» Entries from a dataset

• • • •

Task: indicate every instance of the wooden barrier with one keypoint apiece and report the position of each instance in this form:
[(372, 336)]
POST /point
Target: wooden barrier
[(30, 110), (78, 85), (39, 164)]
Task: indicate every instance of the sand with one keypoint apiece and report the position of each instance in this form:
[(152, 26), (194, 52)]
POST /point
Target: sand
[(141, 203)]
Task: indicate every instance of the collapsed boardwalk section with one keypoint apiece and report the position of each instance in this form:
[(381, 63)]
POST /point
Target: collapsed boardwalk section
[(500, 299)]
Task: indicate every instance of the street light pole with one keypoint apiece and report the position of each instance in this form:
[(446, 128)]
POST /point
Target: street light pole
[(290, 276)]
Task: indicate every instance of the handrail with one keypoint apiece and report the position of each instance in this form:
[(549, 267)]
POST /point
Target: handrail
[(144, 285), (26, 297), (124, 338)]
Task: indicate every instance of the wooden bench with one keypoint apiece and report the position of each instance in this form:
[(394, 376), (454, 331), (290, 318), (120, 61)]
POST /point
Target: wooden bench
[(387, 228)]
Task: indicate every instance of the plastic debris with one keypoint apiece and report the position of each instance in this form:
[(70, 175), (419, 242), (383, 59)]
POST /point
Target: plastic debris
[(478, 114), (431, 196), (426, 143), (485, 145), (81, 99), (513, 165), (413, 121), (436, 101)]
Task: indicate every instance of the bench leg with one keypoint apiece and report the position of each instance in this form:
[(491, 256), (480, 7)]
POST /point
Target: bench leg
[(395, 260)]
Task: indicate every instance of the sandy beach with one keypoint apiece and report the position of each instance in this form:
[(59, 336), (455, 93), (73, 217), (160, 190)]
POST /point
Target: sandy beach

• • • •

Could you write out the stretch from the line containing "Task: indicate every instance of the street" through the last of the entries, requests included, with every answer coordinate decreased by 113 and the coordinates in each request's format sample left unchanged?

Task: indicate every instance of the street light pole with one keypoint apiece and report the position of each instance in this form:
[(446, 128)]
POST /point
Target: street light pole
[(177, 163)]
Task: indicate every instance of the handrail with one keypoint apiece and report the position of each instance in this form:
[(549, 267)]
POST /point
Target: handrail
[(31, 172), (-87, 184), (11, 225)]
Task: indicate every instance of the wooden bench with one keypoint apiece and report the position of each instance in this form:
[(394, 376), (454, 331), (290, 318), (120, 61)]
POST /point
Target: wooden bench
[(274, 115)]
Task: indicate every instance of the plastic debris with one keypoint apiece and report the position of each instance in this form:
[(70, 175), (419, 242), (383, 59)]
POST /point
Target: plastic debris
[(365, 1), (318, 83), (313, 30), (372, 32), (-32, -14), (400, 52), (300, 8), (323, -12)]
Task: indicate every instance of the bench leg with one keypoint apiece and report the position of each instance in this form:
[(491, 256), (480, 7)]
POST /point
Target: bench leg
[(282, 147)]
Task: indicate every instance of the sandy beach with one keypoint apiece and report the position of each instance in this form:
[(59, 336), (455, 93), (73, 217), (160, 190)]
POST /point
Target: sandy beach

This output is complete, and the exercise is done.